Given instruction
Write out all the material exactly. Leave nothing out.

—————

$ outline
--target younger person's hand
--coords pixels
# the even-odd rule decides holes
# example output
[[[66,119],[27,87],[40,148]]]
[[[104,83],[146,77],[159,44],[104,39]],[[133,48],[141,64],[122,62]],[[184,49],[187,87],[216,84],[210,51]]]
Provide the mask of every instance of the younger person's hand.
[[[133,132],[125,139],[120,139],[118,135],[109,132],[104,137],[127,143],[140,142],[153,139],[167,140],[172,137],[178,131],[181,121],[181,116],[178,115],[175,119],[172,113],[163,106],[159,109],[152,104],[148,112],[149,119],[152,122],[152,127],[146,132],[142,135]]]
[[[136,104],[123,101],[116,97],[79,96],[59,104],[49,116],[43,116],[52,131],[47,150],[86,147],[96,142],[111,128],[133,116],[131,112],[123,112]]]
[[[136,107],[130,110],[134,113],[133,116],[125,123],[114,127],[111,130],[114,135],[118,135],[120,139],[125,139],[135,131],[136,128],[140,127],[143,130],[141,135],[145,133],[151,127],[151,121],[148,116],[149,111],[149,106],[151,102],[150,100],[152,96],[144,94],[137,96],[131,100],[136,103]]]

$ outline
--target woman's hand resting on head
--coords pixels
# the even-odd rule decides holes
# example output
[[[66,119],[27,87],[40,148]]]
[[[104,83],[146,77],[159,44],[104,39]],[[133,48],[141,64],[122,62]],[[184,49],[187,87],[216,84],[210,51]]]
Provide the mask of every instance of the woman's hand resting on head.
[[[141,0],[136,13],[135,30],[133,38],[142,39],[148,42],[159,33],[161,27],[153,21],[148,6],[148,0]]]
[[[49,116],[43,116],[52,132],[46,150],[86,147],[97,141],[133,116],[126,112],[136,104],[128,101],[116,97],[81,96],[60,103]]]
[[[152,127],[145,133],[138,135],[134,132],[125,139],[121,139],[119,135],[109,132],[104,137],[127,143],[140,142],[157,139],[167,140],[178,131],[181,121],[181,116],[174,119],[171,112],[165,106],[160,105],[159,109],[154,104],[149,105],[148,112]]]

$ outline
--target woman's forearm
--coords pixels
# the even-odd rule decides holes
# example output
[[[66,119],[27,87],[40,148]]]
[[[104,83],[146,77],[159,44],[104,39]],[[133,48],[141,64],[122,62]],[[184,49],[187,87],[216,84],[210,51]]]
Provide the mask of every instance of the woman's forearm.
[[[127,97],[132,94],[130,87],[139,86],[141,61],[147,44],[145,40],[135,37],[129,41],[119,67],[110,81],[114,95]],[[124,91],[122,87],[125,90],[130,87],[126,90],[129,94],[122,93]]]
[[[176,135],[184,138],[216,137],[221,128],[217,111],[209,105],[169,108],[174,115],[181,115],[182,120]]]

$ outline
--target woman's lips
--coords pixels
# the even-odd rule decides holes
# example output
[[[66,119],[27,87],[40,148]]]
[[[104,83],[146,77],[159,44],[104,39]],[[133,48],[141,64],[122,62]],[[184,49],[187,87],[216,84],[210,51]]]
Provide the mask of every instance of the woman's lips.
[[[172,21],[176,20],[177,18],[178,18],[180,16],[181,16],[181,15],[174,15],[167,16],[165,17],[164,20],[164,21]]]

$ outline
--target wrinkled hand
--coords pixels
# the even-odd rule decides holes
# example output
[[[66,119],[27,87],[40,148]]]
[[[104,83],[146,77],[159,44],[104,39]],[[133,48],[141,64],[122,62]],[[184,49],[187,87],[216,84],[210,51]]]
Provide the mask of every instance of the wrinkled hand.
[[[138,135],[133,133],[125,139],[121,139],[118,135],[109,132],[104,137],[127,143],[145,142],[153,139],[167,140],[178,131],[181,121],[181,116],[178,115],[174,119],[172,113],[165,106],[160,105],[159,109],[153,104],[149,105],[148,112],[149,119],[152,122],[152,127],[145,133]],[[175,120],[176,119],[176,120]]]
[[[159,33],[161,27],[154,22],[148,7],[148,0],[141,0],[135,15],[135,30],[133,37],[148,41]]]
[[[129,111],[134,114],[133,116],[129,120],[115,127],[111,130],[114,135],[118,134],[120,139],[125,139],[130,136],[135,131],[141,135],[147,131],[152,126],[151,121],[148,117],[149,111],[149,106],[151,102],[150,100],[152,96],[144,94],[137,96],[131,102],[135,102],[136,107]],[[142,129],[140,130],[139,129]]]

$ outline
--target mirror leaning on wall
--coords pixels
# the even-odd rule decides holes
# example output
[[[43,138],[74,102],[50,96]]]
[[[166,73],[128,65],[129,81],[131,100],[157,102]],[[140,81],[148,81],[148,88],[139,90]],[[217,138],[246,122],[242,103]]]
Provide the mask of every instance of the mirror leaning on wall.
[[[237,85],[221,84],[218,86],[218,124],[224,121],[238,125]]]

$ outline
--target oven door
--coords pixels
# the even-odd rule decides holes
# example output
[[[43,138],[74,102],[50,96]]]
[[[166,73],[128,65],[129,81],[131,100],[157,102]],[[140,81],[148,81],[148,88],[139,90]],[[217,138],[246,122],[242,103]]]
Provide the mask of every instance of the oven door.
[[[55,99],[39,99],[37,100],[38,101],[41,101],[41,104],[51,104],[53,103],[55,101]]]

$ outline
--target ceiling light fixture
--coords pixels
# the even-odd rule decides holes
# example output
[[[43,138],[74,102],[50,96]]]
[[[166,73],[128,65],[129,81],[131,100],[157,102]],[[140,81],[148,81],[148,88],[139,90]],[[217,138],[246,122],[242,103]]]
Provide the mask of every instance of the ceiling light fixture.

—————

Task output
$ outline
--target younger person's hand
--coords pixels
# the even-odd rule decides holes
# example output
[[[66,119],[27,87],[40,148]]]
[[[104,83],[146,77],[159,44],[104,39]],[[133,48],[141,64],[122,62]],[[184,49],[187,87],[216,84],[210,51]]]
Provide the mask of every instance of the younger person's hand.
[[[133,132],[125,139],[120,139],[118,135],[109,132],[104,137],[127,143],[140,142],[153,139],[167,140],[172,137],[178,131],[181,121],[181,116],[178,115],[175,119],[172,113],[163,106],[159,109],[152,104],[148,112],[149,119],[152,122],[152,127],[146,132],[142,135]]]
[[[136,104],[123,101],[116,97],[79,96],[59,104],[49,116],[43,116],[52,131],[47,150],[86,147],[96,142],[111,128],[133,116],[131,112],[123,112]]]
[[[136,107],[130,110],[134,113],[133,116],[125,123],[114,127],[111,130],[114,135],[118,135],[120,139],[125,139],[135,131],[136,128],[140,127],[143,130],[141,135],[145,133],[151,127],[151,121],[148,116],[149,111],[149,106],[151,102],[150,100],[152,96],[144,94],[137,96],[131,100],[136,103]]]

$ outline
--target woman's hand resting on head
--coords pixels
# the even-odd rule decides holes
# example output
[[[66,119],[27,87],[40,148]]]
[[[104,83],[146,77],[159,44],[104,39]],[[133,48],[141,64],[122,62]],[[184,49],[187,87],[216,84],[210,51]]]
Provide the mask of every instance of the woman's hand resting on head.
[[[141,0],[136,13],[135,30],[133,38],[142,39],[148,42],[159,33],[161,27],[153,21],[148,6],[148,0]]]
[[[49,116],[43,116],[52,132],[46,150],[86,147],[97,141],[133,116],[126,112],[136,104],[128,101],[116,97],[81,96],[60,103]]]
[[[152,127],[145,133],[138,135],[134,132],[125,139],[121,139],[119,135],[109,132],[104,137],[127,143],[140,142],[157,139],[167,140],[178,131],[181,121],[181,116],[174,119],[171,112],[165,106],[160,105],[159,109],[154,104],[149,105],[148,112]]]

$ outline
--target woman's forearm
--coords pixels
# the even-odd rule decides holes
# example output
[[[66,119],[27,87],[40,148]]]
[[[104,83],[146,77],[159,44],[104,39]],[[133,48],[141,64],[122,62]],[[184,49],[187,87],[216,84],[210,51]]]
Provide the mask of every instance of the woman's forearm.
[[[127,97],[132,94],[130,87],[139,86],[141,61],[147,44],[145,40],[135,37],[129,41],[119,67],[110,81],[114,95]],[[124,91],[122,87],[125,90],[130,87],[126,90],[129,94],[122,93]]]
[[[176,135],[184,138],[216,137],[221,128],[217,111],[209,105],[169,108],[174,115],[181,115],[182,120]]]

$ outline
--target woman's lips
--coords pixels
# the even-odd rule decides holes
# example output
[[[66,119],[27,87],[40,148]]]
[[[104,83],[146,77],[159,44],[104,39]],[[133,48],[141,64],[122,62]],[[184,49],[187,87],[216,84],[210,51]]]
Provide the mask of every instance of the woman's lips.
[[[172,21],[176,20],[177,18],[178,18],[180,16],[181,16],[181,15],[174,15],[167,16],[165,17],[164,20],[164,21]]]

$ outline
--target wrinkled hand
--coords pixels
# the even-odd rule decides holes
# example output
[[[66,119],[27,87],[40,148]]]
[[[104,83],[146,77],[159,44],[104,39]],[[133,48],[141,64],[122,62]],[[184,49],[187,87],[216,84],[210,51]]]
Provide the mask of every instance of the wrinkled hand.
[[[138,135],[133,133],[125,139],[121,139],[118,135],[109,132],[104,137],[127,143],[145,142],[153,139],[167,140],[178,131],[181,121],[181,116],[178,115],[174,119],[172,113],[165,106],[160,105],[159,109],[153,104],[149,105],[148,112],[149,119],[152,122],[152,127],[145,133]],[[175,120],[176,119],[176,120]]]
[[[159,33],[161,27],[154,22],[148,7],[148,0],[141,0],[135,15],[135,30],[133,37],[148,41]]]
[[[129,111],[134,114],[133,116],[129,120],[115,127],[111,130],[114,135],[118,134],[120,139],[125,139],[130,136],[135,131],[141,135],[147,131],[152,126],[151,121],[148,117],[149,111],[149,106],[151,102],[150,100],[152,96],[144,94],[137,96],[131,102],[135,102],[136,107]],[[142,129],[140,130],[139,129]]]

$ outline
--target mirror leaning on wall
--coords pixels
# the even-odd rule decides holes
# example output
[[[43,138],[74,102],[50,96]]]
[[[166,73],[128,65],[129,81],[131,100],[157,102]],[[140,81],[148,81],[148,88],[139,90]],[[217,138],[246,122],[242,103]]]
Provide the mask of every instance of the mirror leaning on wall.
[[[237,85],[221,84],[218,86],[218,124],[224,121],[238,125]]]

$ outline
--target oven door
--coords pixels
# the even-odd rule decides holes
# example output
[[[43,138],[74,102],[50,96]]]
[[[166,73],[128,65],[129,81],[131,100],[157,102]],[[140,81],[148,81],[148,88],[139,90]],[[217,138],[246,122],[242,103]]]
Provide the mask of every instance of the oven door.
[[[55,99],[39,99],[37,100],[38,101],[41,101],[41,104],[51,104],[53,103],[55,101]]]

$ outline
--target ceiling light fixture
--coords pixels
# the even-odd rule decides holes
# example output
[[[43,138],[74,102],[50,96]]]
[[[166,73],[128,65],[129,81],[131,100],[157,102]],[[140,81],[148,81],[148,88],[139,90]],[[217,138],[246,122],[242,103]]]
Provide the mask of every instance of the ceiling light fixture.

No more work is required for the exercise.